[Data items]
========================================================================
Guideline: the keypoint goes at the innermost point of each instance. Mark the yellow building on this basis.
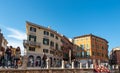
(43, 40)
(91, 48)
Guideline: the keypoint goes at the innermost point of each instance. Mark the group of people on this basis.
(10, 57)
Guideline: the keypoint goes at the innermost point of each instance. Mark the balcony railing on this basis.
(32, 43)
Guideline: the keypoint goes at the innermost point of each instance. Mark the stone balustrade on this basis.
(46, 71)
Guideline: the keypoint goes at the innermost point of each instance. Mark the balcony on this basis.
(31, 43)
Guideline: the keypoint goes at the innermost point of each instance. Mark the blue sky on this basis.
(69, 17)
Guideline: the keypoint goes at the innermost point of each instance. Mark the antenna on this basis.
(0, 30)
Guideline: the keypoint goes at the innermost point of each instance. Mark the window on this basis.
(88, 53)
(92, 45)
(57, 37)
(32, 29)
(102, 55)
(32, 38)
(52, 43)
(31, 49)
(46, 33)
(78, 54)
(52, 35)
(78, 48)
(45, 50)
(82, 53)
(82, 46)
(51, 52)
(62, 41)
(102, 48)
(45, 41)
(56, 46)
(87, 46)
(93, 53)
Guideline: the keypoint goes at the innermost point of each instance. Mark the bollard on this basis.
(62, 64)
(72, 65)
(80, 65)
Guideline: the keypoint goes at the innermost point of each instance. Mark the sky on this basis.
(69, 17)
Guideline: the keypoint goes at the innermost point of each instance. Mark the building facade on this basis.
(115, 57)
(3, 44)
(44, 42)
(91, 49)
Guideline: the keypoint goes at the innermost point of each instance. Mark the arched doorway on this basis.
(38, 61)
(54, 62)
(31, 61)
(50, 61)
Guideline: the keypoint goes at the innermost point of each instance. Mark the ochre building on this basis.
(45, 41)
(91, 49)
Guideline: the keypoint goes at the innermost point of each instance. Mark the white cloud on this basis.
(16, 34)
(16, 43)
(15, 38)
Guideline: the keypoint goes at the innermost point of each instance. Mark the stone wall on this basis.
(46, 71)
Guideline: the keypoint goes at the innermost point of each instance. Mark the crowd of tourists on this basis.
(10, 57)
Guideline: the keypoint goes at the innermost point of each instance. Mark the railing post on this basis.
(87, 65)
(73, 65)
(80, 65)
(62, 64)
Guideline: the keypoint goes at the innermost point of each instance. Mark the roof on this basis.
(39, 26)
(90, 35)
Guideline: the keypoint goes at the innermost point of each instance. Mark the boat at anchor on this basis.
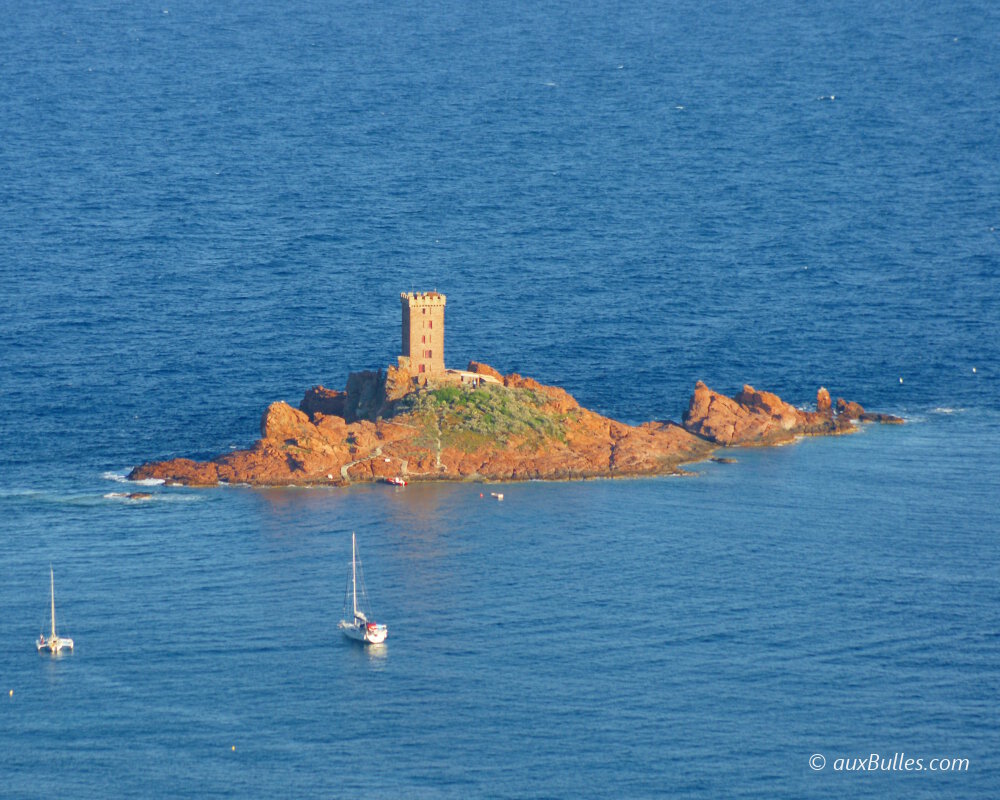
(54, 643)
(359, 626)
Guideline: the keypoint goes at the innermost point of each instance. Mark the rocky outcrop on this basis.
(392, 424)
(753, 417)
(823, 400)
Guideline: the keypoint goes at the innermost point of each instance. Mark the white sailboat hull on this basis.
(54, 645)
(369, 634)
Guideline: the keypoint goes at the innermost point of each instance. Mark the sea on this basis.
(209, 207)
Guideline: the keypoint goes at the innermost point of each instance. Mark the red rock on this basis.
(851, 410)
(823, 400)
(752, 417)
(484, 369)
(315, 445)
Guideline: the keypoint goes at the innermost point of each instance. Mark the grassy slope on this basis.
(471, 418)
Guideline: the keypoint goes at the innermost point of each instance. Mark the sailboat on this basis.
(54, 642)
(359, 627)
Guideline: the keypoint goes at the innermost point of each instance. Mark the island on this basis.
(420, 421)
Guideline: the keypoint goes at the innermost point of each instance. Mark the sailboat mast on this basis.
(52, 586)
(354, 576)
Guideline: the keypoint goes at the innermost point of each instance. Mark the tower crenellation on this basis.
(423, 332)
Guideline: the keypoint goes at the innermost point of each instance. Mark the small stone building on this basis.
(423, 333)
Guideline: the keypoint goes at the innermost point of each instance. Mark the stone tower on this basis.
(423, 332)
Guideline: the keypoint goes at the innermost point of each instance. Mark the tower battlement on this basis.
(423, 332)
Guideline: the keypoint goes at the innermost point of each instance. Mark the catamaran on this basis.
(54, 642)
(360, 627)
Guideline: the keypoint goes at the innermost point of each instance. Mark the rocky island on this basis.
(420, 421)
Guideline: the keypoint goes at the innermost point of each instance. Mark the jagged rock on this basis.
(753, 417)
(320, 400)
(484, 369)
(823, 400)
(851, 409)
(396, 425)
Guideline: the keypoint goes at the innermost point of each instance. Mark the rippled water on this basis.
(206, 210)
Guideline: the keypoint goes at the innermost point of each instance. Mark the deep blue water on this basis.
(203, 210)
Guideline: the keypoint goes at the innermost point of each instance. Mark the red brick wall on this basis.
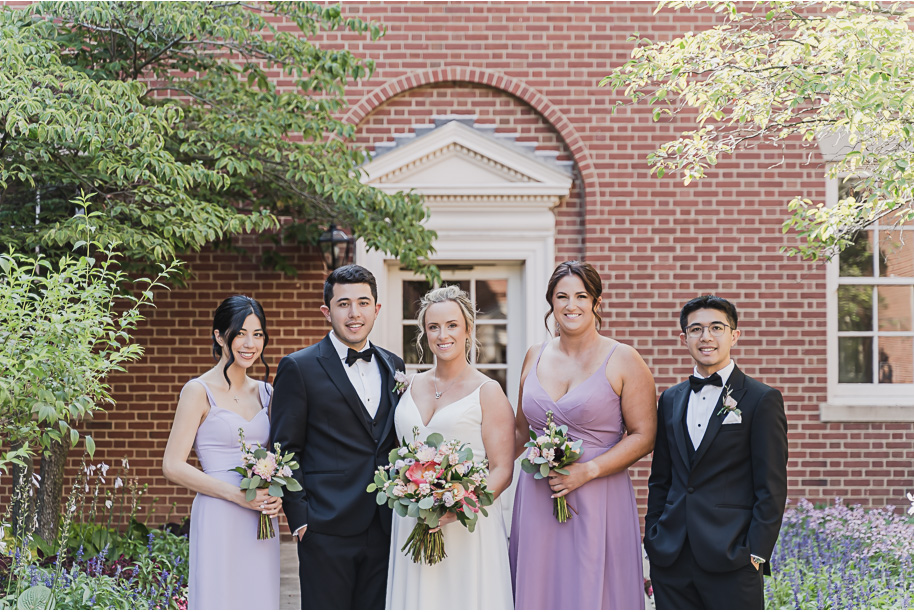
(534, 68)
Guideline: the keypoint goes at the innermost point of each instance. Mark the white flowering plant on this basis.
(262, 469)
(425, 481)
(552, 450)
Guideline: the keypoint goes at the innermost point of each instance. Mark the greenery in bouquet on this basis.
(552, 450)
(425, 481)
(262, 469)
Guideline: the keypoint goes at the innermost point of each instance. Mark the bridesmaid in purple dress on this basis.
(229, 567)
(605, 393)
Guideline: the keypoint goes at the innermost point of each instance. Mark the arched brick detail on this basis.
(496, 80)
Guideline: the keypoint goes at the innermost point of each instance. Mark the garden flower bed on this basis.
(842, 557)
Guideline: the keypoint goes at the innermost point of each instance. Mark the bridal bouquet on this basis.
(552, 450)
(426, 480)
(262, 469)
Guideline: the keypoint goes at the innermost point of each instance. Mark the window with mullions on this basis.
(876, 306)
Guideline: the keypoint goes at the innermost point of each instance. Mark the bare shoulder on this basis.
(624, 356)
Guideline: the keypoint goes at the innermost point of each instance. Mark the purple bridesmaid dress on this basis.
(593, 561)
(230, 569)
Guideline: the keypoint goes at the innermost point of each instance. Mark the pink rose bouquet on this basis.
(552, 450)
(262, 469)
(426, 480)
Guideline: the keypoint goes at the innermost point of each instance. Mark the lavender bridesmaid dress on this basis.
(593, 561)
(230, 569)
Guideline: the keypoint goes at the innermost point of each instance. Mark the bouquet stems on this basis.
(422, 545)
(560, 509)
(266, 528)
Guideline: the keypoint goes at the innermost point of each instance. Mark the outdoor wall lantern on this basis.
(336, 247)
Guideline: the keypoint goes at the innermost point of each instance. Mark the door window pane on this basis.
(894, 308)
(857, 259)
(492, 298)
(896, 250)
(855, 308)
(412, 293)
(855, 360)
(494, 343)
(895, 355)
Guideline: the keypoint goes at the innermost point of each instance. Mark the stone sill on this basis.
(843, 413)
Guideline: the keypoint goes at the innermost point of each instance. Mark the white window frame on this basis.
(857, 402)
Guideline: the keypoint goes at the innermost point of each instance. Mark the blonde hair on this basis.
(448, 293)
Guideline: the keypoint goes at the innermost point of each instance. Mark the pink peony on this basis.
(421, 473)
(266, 467)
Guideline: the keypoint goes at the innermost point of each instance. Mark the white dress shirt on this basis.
(365, 376)
(702, 403)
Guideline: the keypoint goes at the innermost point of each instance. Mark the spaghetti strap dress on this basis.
(230, 569)
(593, 561)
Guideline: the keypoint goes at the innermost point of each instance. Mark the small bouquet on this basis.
(265, 470)
(552, 450)
(426, 480)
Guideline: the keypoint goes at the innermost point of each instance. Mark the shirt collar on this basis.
(724, 372)
(341, 349)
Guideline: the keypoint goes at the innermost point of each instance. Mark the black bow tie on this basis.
(697, 383)
(352, 356)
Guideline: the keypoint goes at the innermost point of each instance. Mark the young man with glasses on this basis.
(718, 481)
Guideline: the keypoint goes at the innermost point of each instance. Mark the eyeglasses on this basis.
(716, 329)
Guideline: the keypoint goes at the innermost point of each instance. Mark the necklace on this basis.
(438, 394)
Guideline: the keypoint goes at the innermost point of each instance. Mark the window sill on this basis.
(843, 413)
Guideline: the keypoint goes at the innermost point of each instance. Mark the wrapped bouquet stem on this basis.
(426, 480)
(552, 450)
(262, 469)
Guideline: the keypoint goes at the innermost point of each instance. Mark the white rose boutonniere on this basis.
(728, 405)
(402, 382)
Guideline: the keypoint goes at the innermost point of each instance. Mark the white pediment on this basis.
(457, 160)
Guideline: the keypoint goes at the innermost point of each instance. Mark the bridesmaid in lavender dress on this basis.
(605, 393)
(229, 567)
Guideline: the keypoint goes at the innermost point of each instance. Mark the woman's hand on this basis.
(263, 502)
(579, 475)
(447, 519)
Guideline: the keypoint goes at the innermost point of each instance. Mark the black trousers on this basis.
(344, 572)
(685, 586)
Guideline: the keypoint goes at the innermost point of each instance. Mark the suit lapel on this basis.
(330, 361)
(680, 402)
(736, 383)
(387, 382)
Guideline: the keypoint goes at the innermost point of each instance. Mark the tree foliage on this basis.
(172, 113)
(786, 70)
(64, 327)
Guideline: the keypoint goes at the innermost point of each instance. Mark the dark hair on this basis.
(711, 302)
(229, 319)
(349, 275)
(593, 284)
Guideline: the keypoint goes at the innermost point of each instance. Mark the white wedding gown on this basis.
(476, 573)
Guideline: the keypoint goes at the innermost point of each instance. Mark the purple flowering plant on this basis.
(842, 557)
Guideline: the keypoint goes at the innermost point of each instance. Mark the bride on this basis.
(459, 402)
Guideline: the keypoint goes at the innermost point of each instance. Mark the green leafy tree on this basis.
(171, 112)
(770, 72)
(65, 326)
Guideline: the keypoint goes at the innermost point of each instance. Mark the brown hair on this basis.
(593, 284)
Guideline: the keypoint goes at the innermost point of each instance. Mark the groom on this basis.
(333, 407)
(718, 480)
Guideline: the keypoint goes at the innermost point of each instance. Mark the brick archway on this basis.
(496, 80)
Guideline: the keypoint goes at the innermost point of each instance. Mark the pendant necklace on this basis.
(438, 394)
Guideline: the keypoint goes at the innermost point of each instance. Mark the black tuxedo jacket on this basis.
(729, 499)
(317, 415)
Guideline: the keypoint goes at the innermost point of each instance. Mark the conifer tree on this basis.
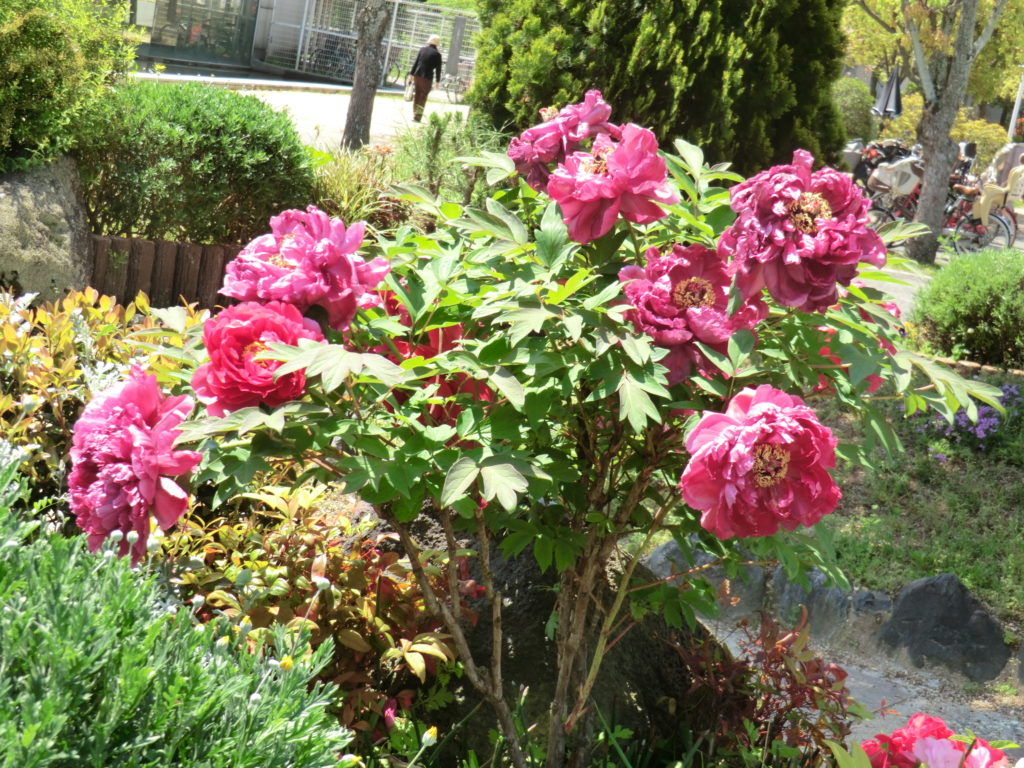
(748, 81)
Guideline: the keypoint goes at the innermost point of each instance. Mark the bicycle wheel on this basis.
(970, 237)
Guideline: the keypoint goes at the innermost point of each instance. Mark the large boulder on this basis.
(938, 622)
(45, 244)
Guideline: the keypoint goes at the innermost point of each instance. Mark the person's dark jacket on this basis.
(428, 62)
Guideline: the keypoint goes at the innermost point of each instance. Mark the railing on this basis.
(167, 272)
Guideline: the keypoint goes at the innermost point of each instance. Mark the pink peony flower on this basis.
(926, 738)
(760, 466)
(538, 147)
(123, 460)
(233, 379)
(800, 233)
(616, 178)
(307, 259)
(681, 298)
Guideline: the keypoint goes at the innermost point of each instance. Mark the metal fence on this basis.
(317, 37)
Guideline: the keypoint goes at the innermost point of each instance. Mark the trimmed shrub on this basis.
(853, 101)
(95, 670)
(189, 162)
(55, 56)
(974, 309)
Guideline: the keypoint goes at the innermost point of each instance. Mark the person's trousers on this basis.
(421, 89)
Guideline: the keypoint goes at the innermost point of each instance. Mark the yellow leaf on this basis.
(418, 665)
(352, 639)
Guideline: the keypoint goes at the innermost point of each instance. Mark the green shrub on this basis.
(189, 162)
(853, 101)
(94, 671)
(351, 185)
(55, 56)
(974, 309)
(429, 155)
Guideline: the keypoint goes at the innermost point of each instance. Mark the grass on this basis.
(945, 505)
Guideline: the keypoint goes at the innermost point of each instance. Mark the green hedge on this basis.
(974, 308)
(97, 671)
(189, 162)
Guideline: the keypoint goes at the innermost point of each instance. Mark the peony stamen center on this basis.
(770, 464)
(597, 163)
(252, 349)
(692, 292)
(805, 211)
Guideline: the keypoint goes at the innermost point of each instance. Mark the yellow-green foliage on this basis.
(52, 358)
(989, 136)
(304, 559)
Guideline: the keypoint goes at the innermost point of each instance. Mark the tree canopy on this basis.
(747, 81)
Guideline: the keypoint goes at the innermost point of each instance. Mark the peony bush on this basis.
(614, 343)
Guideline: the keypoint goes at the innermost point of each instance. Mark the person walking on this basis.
(426, 70)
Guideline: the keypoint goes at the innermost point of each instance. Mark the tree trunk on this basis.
(949, 74)
(371, 26)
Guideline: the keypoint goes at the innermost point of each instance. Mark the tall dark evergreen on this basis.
(748, 81)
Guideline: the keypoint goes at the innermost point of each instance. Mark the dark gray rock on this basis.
(871, 602)
(827, 607)
(45, 244)
(744, 595)
(938, 622)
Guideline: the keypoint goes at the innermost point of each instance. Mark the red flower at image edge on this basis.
(308, 260)
(682, 298)
(537, 148)
(760, 466)
(616, 178)
(123, 460)
(800, 233)
(926, 737)
(233, 379)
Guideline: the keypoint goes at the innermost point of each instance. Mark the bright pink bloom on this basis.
(616, 178)
(539, 147)
(233, 378)
(682, 298)
(800, 233)
(941, 753)
(927, 738)
(760, 466)
(123, 460)
(308, 259)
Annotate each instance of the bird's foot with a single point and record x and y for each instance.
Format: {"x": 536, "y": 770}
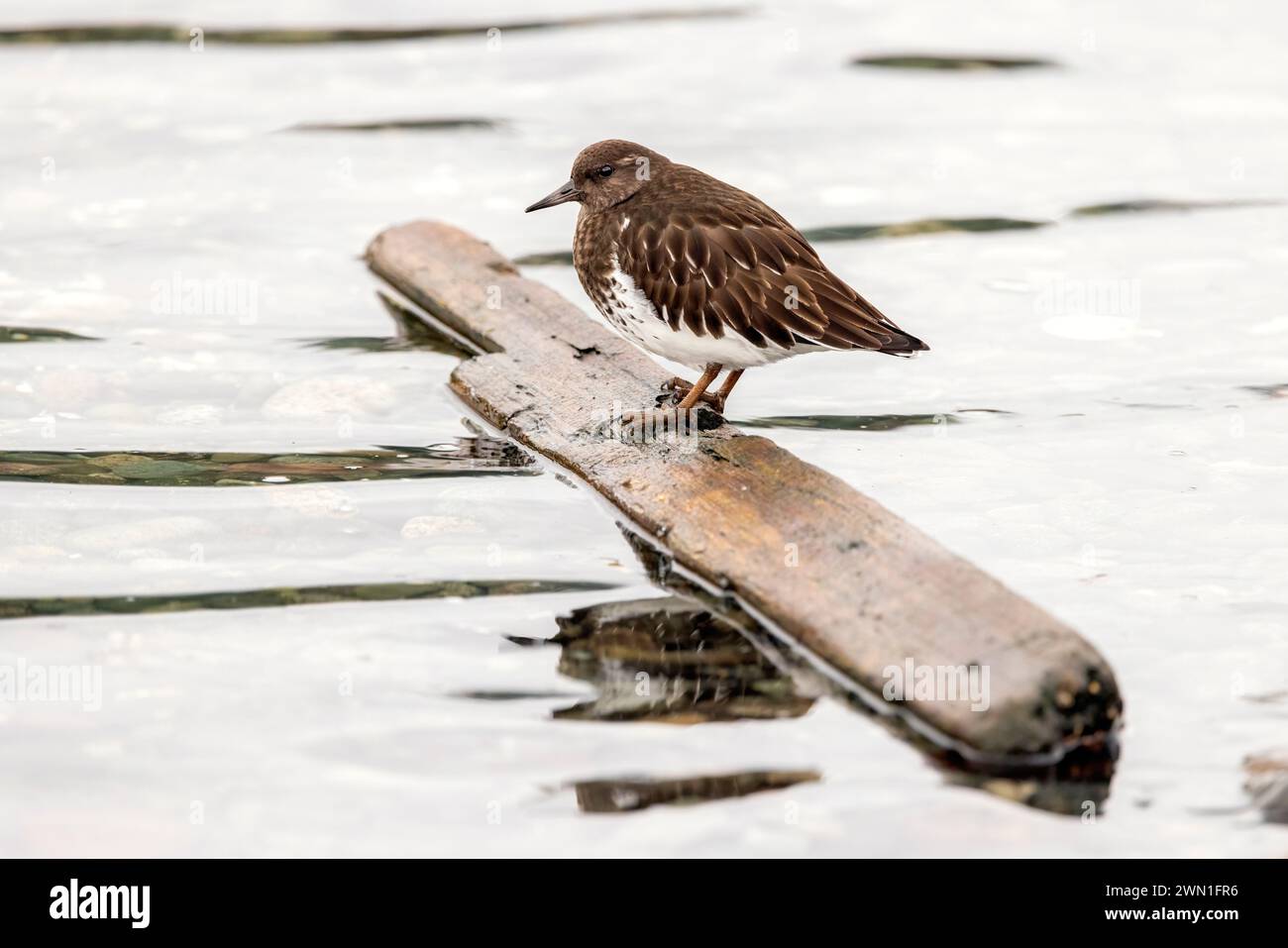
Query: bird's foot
========================================================================
## [What is asked]
Output each line of the listing above, word for word, from the one holding "trunk on this basis." through the last line, both included; omit the pictures.

## [Result of this task]
Guideline: the keypoint goes at the innermost point of each instance. Mark the tree trunk on this basis.
(949, 74)
(371, 26)
Guideline: the keypoint goes at the innermost point of each instance. Mark the tall dark evergreen on this basis.
(748, 81)
Guideline: the keypoint goes at the innermost point of each instance. Mark the dark gray rock on this basis.
(871, 602)
(827, 607)
(45, 244)
(744, 595)
(938, 622)
Guideline: the keypoint goes at the innermost point of each instance. Mark the red flower at image edge on this basis.
(308, 260)
(682, 298)
(537, 148)
(760, 466)
(616, 178)
(123, 460)
(800, 233)
(926, 737)
(233, 379)
Guideline: the keypoint goes at the innermost point of each instance. Mark the bright pink bloom on this basis.
(616, 178)
(539, 147)
(233, 378)
(682, 298)
(800, 233)
(941, 753)
(927, 738)
(760, 466)
(123, 460)
(308, 259)
Annotate each instance of the bird's foot with a single point and record x and y for each instance.
Format: {"x": 536, "y": 770}
Query: bird's foot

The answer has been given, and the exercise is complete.